── TEXT PASSAGE ──

I had the pleasure of interviewing Celia Reisman back in 2011. A year or so ago Celia contacted me again to ask about what living in San Diego was like and any suggestions I might have to help with her moving out here. Since then we’ve become good friends. We both painted suburban neighborhood scenes and while we have very different styles, we shared many opinions about what makes for great painting. Regretfully, for me, Celia will be moving back to the east coast at the end of this summer but getting to know her over the past year and watching how she approaches painting has opened my mind to many new directions for my own work.
I’m increasingly drawn to painting that is less about technical virtuosity and more how paint not only connects visually but also emotionally to a place. Celia’s paintings visually summarize as opposed to geographically mapping a place. She paints her neighborhoods as if they were a still life arrangement. The proportional relationships between things always seem to be in a state of flux, the foliage and houses move closer together or further apart, elements are removed or added. She is arranging the shapes that make up the color feeling, personality and mood of the scene. To me, this can make a more memorable view and a clear sense of that particular place, far more interesting than just getting the exact street address. Celia isn’t “nailing” the color, or seeking pitch-perfect observed color notes—instead she prefers to distill the scene through her ideas about big shapes of colors which starts talking to each other in the paint, an open, animated conversation that is constantly changing to best suit her vision for the paint. There is no confusion about who made these paintings, they are uniquely hers.
Larry Groff: What was it like for you moving here to San Diego from Philadelphia? How did this move influence your painting?
Celia Reisman: I’ve lived in Philadelphia for over 30 years. My husband, who was ready to retire, was offered a job with a non-profit organization in San Diego. My willingness to move across the country was based in part because our daughter was living in Los Angeles and I would be closer to her.

───
── RAW DATA ──

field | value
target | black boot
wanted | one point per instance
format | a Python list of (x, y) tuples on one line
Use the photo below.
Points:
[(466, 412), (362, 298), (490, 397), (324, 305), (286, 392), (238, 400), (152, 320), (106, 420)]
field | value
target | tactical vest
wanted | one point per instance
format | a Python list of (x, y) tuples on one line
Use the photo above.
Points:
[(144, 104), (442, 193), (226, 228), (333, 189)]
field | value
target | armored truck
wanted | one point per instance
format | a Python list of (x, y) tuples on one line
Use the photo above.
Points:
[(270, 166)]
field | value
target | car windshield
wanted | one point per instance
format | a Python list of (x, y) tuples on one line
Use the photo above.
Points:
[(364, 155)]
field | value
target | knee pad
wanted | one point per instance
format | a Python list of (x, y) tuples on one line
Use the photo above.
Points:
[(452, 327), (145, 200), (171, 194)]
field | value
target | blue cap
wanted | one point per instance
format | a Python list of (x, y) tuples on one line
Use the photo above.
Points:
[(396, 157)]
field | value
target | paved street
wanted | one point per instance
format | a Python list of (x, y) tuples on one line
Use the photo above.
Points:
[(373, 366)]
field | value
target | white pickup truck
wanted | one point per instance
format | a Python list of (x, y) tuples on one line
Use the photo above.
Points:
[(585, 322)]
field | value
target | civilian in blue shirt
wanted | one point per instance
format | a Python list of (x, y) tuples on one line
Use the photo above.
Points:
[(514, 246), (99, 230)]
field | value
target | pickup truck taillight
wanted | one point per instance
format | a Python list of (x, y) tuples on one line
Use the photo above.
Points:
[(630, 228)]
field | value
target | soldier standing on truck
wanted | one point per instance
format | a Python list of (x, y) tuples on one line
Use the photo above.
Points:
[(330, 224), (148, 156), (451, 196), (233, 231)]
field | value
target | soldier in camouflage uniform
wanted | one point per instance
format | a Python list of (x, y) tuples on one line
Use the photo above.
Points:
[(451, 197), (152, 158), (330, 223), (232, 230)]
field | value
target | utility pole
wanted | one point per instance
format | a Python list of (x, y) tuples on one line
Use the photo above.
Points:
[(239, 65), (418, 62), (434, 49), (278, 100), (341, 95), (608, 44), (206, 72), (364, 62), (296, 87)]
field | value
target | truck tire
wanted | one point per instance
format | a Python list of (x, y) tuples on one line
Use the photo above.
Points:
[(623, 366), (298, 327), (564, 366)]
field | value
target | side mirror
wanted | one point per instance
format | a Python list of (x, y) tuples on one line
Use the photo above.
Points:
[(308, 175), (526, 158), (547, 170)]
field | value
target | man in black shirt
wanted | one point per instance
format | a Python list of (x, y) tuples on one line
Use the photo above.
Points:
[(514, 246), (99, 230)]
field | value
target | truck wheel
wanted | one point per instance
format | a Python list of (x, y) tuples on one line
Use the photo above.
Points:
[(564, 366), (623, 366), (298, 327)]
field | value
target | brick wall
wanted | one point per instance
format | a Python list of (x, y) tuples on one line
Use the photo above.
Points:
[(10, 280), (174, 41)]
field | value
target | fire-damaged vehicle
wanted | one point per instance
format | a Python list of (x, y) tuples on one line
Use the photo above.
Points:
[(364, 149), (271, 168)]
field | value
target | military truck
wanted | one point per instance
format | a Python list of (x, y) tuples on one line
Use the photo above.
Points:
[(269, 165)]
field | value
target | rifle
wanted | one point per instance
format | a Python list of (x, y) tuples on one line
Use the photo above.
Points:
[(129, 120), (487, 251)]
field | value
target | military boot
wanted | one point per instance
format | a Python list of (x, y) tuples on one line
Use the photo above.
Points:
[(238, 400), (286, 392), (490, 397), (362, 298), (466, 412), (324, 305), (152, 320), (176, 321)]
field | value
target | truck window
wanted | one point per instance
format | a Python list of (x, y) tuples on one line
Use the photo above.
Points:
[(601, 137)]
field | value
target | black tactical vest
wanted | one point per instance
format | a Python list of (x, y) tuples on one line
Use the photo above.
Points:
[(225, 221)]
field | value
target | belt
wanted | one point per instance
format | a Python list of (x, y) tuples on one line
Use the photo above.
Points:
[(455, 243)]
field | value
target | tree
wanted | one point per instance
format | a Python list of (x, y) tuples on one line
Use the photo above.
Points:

───

**GIVEN REQUEST**:
Please return the entire passage above about painter Celia Reisman word for word.

**RESULT OF THE TASK**:
I had the pleasure of interviewing Celia Reisman back in 2011. A year or so ago Celia contacted me again to ask about what living in San Diego was like and any suggestions I might have to help with her moving out here. Since then we’ve become good friends. We both painted suburban neighborhood scenes and while we have very different styles, we shared many opinions about what makes for great painting. Regretfully, for me, Celia will be moving back to the east coast at the end of this summer but getting to know her over the past year and watching how she approaches painting has opened my mind to many new directions for my own work.
I’m increasingly drawn to painting that is less about technical virtuosity and more how paint not only connects visually but also emotionally to a place. Celia’s paintings visually summarize as opposed to geographically mapping a place. She paints her neighborhoods as if they were a still life arrangement. The proportional relationships between things always seem to be in a state of flux, the foliage and houses move closer together or further apart, elements are removed or added. She is arranging the shapes that make up the color feeling, personality and mood of the scene. To me, this can make a more memorable view and a clear sense of that particular place, far more interesting than just getting the exact street address. Celia isn’t “nailing” the color, or seeking pitch-perfect observed color notes—instead she prefers to distill the scene through her ideas about big shapes of colors which starts talking to each other in the paint, an open, animated conversation that is constantly changing to best suit her vision for the paint. There is no confusion about who made these paintings, they are uniquely hers.
Larry Groff: What was it like for you moving here to San Diego from Philadelphia? How did this move influence your painting?
Celia Reisman: I’ve lived in Philadelphia for over 30 years. My husband, who was ready to retire, was offered a job with a non-profit organization in San Diego. My willingness to move across the country was based in part because our daughter was living in Los Angeles and I would be closer to her.